Coordinate labeling data:
# # #

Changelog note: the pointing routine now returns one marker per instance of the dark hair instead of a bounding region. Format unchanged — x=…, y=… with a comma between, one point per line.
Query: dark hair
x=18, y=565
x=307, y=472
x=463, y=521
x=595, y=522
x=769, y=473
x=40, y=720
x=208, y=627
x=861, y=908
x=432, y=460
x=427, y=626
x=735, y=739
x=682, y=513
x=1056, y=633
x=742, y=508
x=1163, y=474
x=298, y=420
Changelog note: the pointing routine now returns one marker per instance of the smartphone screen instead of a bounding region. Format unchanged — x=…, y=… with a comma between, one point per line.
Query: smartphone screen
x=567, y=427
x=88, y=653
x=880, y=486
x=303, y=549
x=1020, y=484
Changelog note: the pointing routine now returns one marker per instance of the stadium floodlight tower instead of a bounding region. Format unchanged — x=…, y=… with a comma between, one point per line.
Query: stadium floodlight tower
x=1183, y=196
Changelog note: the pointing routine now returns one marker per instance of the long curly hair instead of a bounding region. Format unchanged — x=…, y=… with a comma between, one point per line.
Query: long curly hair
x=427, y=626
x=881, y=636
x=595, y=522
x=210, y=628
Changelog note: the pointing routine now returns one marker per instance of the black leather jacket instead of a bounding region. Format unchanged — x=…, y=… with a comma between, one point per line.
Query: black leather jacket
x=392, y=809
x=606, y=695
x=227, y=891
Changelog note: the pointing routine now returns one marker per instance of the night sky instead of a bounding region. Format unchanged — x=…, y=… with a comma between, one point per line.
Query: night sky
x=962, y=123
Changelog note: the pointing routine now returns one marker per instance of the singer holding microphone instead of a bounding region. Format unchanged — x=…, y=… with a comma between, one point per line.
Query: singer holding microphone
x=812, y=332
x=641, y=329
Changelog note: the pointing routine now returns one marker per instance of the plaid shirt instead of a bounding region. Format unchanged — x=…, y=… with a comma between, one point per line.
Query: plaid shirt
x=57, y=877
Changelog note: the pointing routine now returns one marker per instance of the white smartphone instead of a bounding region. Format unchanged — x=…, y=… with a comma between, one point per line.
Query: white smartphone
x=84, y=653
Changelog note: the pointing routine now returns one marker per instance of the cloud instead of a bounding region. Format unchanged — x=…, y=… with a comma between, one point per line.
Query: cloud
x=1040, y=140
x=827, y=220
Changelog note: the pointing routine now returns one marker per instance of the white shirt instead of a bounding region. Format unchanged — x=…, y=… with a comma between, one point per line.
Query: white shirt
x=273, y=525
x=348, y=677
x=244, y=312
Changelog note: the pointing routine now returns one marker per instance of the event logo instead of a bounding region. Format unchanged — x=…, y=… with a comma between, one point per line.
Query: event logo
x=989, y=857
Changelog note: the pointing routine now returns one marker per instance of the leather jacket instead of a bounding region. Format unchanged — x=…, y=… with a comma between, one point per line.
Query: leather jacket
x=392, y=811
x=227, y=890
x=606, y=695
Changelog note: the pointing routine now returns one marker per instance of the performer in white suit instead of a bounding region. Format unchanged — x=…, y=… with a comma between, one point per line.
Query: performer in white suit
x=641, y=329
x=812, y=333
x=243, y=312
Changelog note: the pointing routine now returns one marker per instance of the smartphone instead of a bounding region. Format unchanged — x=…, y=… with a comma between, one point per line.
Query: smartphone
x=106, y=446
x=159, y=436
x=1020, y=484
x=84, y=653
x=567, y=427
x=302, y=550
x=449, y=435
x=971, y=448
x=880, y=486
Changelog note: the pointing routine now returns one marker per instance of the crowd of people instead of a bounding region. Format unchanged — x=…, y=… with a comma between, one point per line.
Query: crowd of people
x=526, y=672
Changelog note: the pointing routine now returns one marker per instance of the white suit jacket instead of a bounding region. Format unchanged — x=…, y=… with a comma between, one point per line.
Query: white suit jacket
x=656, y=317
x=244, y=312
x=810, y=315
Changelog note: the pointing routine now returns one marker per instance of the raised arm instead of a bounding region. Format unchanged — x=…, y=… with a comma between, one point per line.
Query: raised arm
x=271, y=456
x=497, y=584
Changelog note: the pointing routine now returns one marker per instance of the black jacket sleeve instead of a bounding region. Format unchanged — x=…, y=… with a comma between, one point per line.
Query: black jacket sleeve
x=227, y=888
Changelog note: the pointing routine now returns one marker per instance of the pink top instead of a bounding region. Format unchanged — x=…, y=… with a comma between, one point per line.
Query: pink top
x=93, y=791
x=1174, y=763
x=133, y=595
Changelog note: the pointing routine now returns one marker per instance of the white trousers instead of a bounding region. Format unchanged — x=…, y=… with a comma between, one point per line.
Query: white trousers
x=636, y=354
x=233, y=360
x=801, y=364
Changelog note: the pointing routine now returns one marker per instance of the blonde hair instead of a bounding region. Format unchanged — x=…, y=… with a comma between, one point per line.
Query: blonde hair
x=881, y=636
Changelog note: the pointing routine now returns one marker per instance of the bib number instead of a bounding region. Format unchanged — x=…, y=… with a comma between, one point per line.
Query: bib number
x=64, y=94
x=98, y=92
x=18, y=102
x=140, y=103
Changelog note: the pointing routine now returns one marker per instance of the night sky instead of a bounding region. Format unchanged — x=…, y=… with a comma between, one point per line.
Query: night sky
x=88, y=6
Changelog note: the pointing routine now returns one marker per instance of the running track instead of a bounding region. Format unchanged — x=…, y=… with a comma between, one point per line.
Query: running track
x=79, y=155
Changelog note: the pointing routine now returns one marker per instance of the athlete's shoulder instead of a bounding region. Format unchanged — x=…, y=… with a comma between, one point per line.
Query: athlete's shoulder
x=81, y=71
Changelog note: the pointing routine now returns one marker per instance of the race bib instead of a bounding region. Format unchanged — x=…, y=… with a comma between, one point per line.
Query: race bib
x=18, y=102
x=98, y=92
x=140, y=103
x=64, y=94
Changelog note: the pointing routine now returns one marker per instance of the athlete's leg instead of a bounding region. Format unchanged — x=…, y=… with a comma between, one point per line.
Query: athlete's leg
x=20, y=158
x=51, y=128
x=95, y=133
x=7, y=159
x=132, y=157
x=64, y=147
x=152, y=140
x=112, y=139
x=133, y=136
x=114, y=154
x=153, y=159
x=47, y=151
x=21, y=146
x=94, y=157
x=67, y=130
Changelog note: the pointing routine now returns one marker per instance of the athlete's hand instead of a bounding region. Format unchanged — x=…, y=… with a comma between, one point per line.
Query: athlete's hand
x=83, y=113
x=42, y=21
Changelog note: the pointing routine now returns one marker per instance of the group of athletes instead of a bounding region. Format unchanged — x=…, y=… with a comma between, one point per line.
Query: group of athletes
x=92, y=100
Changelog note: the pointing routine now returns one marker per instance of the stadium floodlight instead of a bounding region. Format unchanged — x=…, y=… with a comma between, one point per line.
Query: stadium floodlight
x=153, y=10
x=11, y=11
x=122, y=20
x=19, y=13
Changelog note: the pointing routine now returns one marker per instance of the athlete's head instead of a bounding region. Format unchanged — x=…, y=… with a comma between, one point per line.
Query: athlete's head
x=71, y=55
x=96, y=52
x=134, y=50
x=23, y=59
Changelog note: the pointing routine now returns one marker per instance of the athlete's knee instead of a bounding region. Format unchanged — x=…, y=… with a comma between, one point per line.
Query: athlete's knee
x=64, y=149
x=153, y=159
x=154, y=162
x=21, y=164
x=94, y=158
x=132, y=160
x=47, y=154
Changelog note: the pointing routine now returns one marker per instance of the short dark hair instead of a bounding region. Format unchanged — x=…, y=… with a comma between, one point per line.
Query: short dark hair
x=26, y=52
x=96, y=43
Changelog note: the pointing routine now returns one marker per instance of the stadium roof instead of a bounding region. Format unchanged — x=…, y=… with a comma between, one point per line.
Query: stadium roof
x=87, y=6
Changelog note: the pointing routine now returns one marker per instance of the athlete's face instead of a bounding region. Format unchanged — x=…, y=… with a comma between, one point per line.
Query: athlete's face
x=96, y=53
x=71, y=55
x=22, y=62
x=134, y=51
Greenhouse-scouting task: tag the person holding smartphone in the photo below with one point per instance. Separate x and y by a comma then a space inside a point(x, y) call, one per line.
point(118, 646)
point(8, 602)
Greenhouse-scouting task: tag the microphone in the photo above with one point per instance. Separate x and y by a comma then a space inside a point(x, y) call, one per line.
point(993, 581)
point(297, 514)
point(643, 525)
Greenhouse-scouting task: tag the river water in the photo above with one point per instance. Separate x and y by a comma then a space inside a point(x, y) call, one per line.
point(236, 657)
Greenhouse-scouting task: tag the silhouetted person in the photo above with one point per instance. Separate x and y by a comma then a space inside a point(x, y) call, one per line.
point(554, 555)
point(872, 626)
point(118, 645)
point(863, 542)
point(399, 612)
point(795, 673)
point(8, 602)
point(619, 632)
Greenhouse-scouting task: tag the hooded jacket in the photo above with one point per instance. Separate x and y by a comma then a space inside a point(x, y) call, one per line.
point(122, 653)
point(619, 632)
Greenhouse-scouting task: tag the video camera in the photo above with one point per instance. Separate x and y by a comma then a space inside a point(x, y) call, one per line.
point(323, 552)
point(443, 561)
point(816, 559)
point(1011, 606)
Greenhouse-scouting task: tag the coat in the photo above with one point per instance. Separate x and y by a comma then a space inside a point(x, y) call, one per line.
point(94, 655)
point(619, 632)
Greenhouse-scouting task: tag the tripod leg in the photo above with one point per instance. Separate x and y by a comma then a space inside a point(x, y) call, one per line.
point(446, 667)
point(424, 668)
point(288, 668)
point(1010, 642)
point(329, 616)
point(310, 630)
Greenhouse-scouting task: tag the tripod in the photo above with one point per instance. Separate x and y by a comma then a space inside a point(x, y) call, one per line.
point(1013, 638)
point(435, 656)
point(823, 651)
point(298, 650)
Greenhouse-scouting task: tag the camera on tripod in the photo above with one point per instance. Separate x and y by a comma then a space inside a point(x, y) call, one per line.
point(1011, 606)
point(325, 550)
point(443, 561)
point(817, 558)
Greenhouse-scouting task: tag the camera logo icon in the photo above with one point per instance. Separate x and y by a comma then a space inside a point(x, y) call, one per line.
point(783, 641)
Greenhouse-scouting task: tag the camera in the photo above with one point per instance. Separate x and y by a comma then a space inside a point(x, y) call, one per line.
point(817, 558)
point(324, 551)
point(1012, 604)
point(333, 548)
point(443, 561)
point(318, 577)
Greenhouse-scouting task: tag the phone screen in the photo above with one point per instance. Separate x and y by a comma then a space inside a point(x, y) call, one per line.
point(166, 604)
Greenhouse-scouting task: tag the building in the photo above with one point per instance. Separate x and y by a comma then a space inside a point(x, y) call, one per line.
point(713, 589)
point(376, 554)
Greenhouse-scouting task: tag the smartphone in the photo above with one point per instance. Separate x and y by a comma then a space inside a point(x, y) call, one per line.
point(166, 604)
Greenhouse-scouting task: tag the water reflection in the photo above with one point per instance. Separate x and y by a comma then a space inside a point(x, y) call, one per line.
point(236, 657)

# # #

Copy out the lines of the data above word for word, from the line containing "the bib number" through the line containing "x=79, y=155", including both.

Changelog note: the pointing routine now returns one marker per instance of the bib number instead of a bounding region. Format unchanged — x=…, y=… with a comma between, one point per line.
Query: bib number
x=64, y=94
x=98, y=92
x=18, y=102
x=140, y=103
Changelog note: the pointing routine now returns one marker per instance of the night sky instead of a bounding region. Format unchanged — x=…, y=… with a comma between, one point per line.
Query: night sky
x=88, y=6
Changelog note: the pointing routine now returns one marker per instance of the running track instead of a bounding region. Format unchanged — x=…, y=… with a comma between, one point per line.
Query: running track
x=79, y=155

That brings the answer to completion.